[Saved entries]

====

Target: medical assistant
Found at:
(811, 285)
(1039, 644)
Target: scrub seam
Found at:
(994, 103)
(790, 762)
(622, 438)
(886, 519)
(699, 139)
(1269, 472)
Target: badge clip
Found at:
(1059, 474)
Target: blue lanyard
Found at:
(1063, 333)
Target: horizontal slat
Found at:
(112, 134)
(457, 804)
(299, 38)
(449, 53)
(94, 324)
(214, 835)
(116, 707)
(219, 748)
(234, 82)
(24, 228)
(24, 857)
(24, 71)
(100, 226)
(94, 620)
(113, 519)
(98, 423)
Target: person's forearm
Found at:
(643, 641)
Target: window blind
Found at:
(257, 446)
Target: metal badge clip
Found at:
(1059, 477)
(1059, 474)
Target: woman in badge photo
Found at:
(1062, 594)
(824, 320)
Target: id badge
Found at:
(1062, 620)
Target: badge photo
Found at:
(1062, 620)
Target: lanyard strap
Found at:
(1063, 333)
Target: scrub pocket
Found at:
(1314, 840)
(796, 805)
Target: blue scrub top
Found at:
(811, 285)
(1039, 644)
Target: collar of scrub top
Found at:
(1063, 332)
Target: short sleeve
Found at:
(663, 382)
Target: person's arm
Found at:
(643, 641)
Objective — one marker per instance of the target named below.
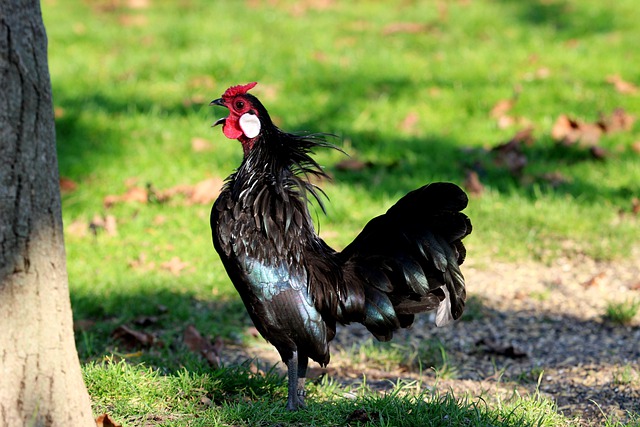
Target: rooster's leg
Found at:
(292, 372)
(303, 361)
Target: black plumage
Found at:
(294, 286)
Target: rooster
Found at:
(295, 287)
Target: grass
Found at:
(131, 83)
(622, 313)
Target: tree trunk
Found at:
(40, 378)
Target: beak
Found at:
(221, 103)
(218, 101)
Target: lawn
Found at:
(414, 91)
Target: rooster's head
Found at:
(247, 116)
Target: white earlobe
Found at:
(250, 125)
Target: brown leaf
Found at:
(598, 152)
(622, 86)
(570, 131)
(502, 107)
(594, 281)
(200, 144)
(618, 121)
(105, 420)
(67, 185)
(198, 344)
(175, 265)
(132, 338)
(133, 194)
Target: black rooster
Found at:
(294, 286)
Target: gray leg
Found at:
(303, 361)
(292, 373)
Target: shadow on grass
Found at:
(567, 19)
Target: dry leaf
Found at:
(622, 86)
(618, 121)
(175, 265)
(105, 420)
(133, 194)
(131, 338)
(502, 107)
(594, 281)
(198, 344)
(569, 131)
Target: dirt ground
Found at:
(525, 324)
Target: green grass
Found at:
(132, 81)
(622, 313)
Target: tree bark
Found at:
(40, 378)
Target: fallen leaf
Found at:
(131, 338)
(594, 281)
(133, 194)
(598, 152)
(175, 265)
(621, 85)
(569, 131)
(618, 121)
(198, 344)
(105, 420)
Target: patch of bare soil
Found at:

====

§ What to produce:
What you give back should be only the lines of the records above, starting at the line with "Target: rooster's head" and ending at the line with "Target: fallen leaf", restated word for word.

§ Result of the task:
Target: rooster's head
Found at:
(247, 116)
Target: white earlobe
Found at:
(250, 125)
Target: brown leaf
Found at:
(598, 152)
(622, 86)
(570, 131)
(502, 107)
(594, 281)
(200, 144)
(618, 121)
(105, 420)
(67, 185)
(198, 344)
(175, 265)
(132, 338)
(133, 194)
Target: black rooster
Found at:
(294, 286)
Target: gray leg
Found at:
(303, 361)
(292, 373)
Target: shadow on grass
Found at:
(567, 19)
Target: dry leaf
Found at:
(622, 86)
(618, 121)
(175, 265)
(105, 420)
(133, 194)
(131, 338)
(502, 107)
(594, 281)
(198, 344)
(569, 131)
Target: dirt ground
Found at:
(525, 324)
Target: green grass
Found at:
(132, 81)
(622, 313)
Target: tree bark
Found at:
(40, 378)
Target: fallen leaf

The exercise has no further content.